# [Work to be completed]
Report the lines of the material that carry the string "dome".
= = = = = = =
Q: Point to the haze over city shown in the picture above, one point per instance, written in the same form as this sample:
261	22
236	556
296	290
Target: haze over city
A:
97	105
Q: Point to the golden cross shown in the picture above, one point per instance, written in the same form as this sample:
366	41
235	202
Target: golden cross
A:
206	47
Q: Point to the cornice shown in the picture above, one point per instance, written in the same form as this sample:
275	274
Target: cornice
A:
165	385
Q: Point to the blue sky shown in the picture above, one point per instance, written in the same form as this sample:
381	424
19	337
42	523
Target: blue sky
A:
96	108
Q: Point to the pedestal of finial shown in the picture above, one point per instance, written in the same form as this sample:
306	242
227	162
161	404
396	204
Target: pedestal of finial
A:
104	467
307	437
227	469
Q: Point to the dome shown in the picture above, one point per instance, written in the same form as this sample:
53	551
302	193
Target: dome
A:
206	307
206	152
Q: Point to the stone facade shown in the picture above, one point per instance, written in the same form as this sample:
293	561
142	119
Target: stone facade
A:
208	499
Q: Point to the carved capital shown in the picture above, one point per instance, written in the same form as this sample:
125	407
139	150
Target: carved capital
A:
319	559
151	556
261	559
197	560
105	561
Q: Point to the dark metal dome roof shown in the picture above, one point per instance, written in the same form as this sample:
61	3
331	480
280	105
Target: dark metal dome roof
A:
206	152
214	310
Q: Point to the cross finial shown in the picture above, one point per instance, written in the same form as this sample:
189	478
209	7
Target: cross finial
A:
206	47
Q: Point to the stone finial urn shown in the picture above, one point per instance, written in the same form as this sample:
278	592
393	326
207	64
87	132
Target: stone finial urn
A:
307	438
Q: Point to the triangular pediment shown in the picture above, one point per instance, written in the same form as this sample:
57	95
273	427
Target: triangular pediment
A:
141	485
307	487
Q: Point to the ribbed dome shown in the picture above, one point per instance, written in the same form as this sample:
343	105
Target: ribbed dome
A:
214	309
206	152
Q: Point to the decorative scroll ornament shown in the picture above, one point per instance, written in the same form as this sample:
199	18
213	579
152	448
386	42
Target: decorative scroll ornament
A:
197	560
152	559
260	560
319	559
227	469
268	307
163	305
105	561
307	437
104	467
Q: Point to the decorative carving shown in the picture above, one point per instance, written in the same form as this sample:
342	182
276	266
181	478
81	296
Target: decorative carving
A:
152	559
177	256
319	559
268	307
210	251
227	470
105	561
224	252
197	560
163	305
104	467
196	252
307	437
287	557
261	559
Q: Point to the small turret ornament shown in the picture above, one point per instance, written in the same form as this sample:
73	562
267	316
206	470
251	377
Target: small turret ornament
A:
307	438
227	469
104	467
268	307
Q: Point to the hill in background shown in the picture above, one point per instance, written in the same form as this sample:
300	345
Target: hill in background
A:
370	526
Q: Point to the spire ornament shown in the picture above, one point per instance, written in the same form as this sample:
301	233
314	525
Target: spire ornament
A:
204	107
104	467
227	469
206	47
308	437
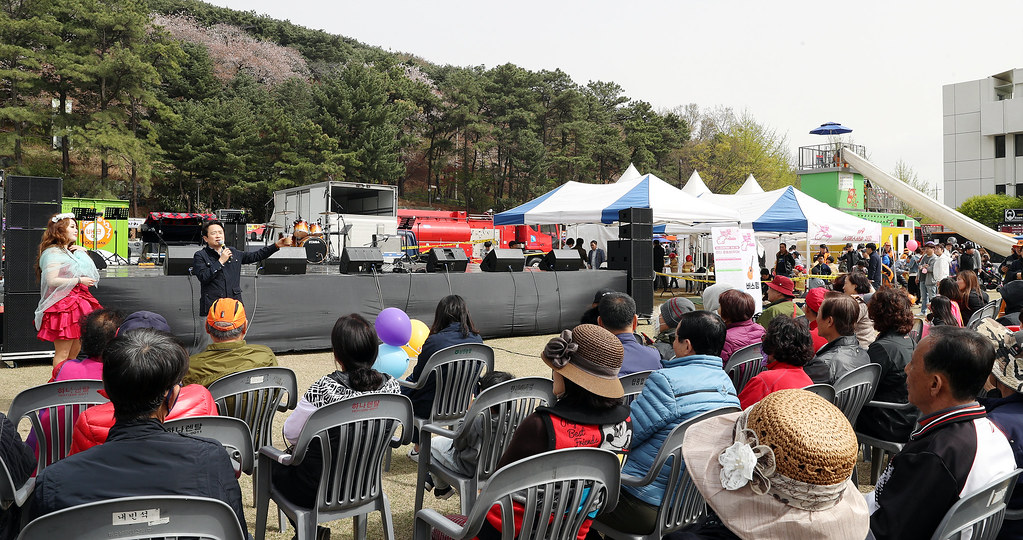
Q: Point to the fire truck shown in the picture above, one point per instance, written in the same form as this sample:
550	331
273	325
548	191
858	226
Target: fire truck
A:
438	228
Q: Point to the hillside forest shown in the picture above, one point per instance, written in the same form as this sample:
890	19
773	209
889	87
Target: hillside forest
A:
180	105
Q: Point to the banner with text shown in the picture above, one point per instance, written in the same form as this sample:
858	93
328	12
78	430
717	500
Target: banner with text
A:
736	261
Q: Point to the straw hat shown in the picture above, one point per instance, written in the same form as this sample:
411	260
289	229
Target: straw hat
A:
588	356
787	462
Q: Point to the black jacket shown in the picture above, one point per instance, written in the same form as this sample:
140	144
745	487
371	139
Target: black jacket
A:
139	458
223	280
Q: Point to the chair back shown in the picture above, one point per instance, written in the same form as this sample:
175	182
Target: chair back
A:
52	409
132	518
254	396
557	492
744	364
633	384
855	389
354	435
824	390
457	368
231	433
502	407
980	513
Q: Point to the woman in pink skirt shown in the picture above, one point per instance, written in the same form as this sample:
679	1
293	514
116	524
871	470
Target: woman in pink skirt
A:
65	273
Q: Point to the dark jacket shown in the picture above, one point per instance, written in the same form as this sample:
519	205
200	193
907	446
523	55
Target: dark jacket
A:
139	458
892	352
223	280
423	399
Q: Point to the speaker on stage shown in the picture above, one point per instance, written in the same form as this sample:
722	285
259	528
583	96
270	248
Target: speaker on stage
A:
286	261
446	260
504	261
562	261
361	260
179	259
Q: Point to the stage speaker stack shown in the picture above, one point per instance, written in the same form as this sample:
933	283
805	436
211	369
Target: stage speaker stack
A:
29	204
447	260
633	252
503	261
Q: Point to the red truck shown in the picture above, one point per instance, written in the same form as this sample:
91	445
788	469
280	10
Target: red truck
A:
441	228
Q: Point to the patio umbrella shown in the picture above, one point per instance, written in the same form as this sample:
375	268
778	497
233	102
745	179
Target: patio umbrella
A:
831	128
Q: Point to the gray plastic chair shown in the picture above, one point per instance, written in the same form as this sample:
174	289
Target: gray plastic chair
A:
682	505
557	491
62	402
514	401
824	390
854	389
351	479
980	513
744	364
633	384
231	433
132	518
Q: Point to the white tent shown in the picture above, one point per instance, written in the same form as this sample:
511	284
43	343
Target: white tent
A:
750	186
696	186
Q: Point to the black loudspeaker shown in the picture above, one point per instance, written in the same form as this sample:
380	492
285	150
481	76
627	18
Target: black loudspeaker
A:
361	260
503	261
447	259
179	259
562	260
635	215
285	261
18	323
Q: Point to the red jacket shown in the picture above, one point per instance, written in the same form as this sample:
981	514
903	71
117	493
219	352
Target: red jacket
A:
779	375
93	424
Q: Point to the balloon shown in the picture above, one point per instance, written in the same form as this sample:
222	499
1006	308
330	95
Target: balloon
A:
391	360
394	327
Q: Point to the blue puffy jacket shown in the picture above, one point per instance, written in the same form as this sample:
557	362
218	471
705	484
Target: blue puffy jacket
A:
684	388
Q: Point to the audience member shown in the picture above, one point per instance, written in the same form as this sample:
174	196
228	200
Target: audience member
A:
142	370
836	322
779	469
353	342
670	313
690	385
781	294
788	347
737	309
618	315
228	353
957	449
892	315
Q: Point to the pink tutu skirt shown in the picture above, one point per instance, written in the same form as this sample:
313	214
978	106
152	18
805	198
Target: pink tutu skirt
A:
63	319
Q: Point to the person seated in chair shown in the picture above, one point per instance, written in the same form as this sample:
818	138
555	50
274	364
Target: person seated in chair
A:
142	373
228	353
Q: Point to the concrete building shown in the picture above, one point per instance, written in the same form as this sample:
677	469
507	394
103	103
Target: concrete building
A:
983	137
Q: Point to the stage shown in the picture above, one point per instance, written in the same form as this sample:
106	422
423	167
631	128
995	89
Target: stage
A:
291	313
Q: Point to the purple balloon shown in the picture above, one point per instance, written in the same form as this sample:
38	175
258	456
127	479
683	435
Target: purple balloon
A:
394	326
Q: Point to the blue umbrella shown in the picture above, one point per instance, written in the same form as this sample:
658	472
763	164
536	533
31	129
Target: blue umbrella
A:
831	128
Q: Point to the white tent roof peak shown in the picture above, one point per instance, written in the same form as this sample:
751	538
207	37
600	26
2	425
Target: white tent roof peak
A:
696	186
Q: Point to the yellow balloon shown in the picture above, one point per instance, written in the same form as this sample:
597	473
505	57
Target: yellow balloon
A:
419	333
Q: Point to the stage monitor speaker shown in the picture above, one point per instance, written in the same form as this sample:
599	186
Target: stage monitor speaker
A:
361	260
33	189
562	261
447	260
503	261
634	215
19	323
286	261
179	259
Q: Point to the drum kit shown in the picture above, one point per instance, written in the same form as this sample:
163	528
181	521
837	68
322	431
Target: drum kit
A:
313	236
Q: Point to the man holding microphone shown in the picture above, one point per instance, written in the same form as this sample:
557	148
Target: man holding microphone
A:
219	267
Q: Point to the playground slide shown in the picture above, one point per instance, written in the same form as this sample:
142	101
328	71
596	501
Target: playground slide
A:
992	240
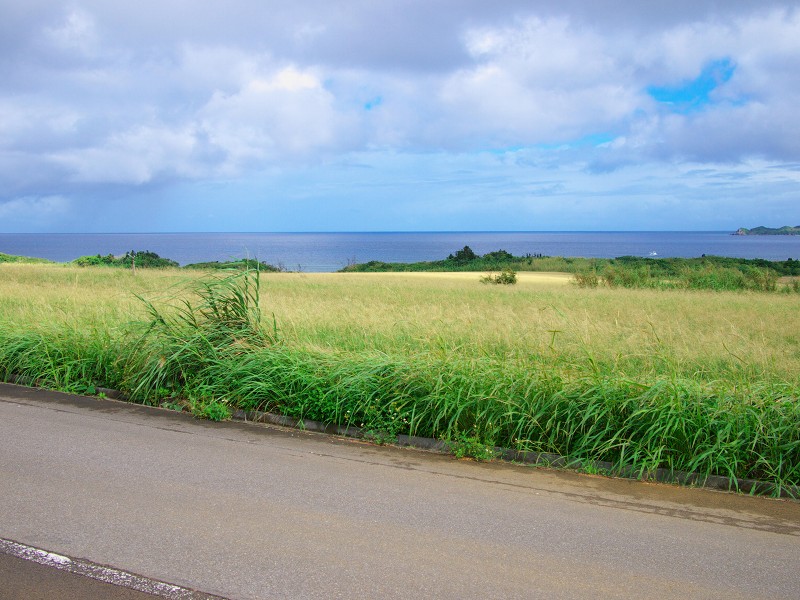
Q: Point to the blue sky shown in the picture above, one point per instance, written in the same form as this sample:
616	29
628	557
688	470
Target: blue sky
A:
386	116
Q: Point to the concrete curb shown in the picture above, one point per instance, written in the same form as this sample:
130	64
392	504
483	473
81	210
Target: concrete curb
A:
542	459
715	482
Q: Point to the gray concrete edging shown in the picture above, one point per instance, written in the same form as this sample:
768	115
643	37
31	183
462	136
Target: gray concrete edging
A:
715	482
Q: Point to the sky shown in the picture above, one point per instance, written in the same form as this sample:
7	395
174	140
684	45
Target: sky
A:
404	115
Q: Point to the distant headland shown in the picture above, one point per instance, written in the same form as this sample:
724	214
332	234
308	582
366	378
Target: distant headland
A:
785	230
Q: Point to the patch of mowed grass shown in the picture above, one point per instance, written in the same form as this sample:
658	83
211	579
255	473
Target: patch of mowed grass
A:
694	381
= = = = = = =
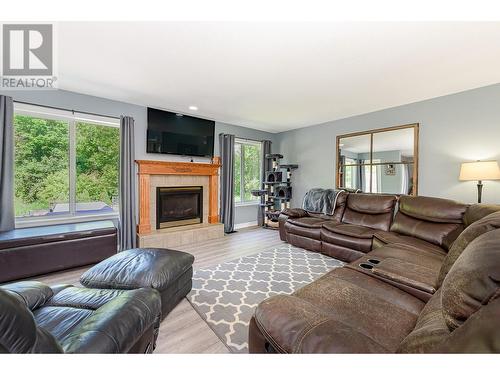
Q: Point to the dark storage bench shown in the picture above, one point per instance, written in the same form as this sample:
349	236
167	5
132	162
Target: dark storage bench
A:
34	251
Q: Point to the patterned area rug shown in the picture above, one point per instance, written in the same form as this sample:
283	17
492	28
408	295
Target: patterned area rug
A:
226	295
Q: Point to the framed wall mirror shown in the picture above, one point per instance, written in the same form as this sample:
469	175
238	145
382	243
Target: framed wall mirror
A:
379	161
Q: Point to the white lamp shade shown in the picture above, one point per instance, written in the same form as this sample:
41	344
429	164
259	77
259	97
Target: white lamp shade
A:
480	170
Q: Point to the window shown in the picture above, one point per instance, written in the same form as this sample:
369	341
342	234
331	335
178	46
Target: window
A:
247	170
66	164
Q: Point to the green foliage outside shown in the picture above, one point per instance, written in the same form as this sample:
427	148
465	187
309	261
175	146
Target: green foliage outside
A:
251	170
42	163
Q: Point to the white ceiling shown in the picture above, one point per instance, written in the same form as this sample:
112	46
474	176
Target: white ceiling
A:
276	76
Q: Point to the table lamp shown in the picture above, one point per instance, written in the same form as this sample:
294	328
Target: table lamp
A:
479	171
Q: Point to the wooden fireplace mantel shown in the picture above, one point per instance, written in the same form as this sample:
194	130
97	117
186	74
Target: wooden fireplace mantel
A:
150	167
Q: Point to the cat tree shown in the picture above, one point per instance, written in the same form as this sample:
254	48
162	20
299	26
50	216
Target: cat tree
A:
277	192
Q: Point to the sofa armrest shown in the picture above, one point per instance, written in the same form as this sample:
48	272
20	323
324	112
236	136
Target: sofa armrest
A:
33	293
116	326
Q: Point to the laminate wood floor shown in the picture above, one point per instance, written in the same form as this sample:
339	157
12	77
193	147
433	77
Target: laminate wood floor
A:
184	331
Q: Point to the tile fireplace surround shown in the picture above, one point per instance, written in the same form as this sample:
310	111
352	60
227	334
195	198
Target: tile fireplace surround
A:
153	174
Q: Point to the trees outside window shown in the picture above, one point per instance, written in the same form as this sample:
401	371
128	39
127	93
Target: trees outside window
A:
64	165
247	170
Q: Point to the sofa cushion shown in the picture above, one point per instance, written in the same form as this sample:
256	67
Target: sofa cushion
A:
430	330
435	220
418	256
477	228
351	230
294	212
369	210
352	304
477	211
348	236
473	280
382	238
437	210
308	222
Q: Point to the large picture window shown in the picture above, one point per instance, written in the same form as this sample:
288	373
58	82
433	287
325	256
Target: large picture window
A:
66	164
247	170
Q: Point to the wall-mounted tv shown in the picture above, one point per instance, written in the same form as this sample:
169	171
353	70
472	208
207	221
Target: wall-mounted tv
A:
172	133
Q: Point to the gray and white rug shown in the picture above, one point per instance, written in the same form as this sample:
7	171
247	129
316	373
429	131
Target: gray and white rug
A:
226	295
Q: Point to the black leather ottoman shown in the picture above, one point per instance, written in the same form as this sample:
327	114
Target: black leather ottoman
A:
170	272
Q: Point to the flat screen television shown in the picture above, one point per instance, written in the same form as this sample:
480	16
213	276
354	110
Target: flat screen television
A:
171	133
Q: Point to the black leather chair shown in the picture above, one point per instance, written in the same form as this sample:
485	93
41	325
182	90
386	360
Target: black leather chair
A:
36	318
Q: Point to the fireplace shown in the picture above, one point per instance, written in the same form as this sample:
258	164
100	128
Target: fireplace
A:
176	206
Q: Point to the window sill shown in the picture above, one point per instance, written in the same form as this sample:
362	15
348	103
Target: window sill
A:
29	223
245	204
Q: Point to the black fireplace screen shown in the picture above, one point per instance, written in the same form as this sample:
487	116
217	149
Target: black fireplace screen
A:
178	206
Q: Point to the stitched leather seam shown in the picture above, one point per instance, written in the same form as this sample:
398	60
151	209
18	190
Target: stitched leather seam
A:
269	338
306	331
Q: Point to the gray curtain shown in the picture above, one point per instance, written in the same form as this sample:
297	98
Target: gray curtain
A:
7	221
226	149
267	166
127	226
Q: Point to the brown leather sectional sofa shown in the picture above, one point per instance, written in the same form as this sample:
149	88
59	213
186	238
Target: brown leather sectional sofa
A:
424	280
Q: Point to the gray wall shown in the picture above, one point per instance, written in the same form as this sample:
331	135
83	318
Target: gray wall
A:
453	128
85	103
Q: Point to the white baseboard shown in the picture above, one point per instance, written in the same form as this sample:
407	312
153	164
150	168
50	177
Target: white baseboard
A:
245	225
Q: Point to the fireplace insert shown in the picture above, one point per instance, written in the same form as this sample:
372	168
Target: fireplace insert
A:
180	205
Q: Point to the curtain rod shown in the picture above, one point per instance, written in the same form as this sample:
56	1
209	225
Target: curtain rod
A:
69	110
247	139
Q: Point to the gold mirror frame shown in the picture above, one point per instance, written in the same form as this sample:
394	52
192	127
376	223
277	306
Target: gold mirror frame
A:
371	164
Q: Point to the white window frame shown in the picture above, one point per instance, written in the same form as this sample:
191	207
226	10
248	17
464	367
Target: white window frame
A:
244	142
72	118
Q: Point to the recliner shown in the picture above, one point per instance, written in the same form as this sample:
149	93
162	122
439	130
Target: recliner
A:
= = = = = = =
# [Task solution]
Q: Point to the dome shown in the picture above, one point per instance, written in the same form as this sample:
Target: dome
Q: Point to the dark metal dome roof shown in the picture above, one point per instance, written in the same form as this sample:
Target: dark metal dome roof
Q: Point to the ribbed dome shown in the picture above, one point per instance, written in the same form as this sample:
Target: ribbed dome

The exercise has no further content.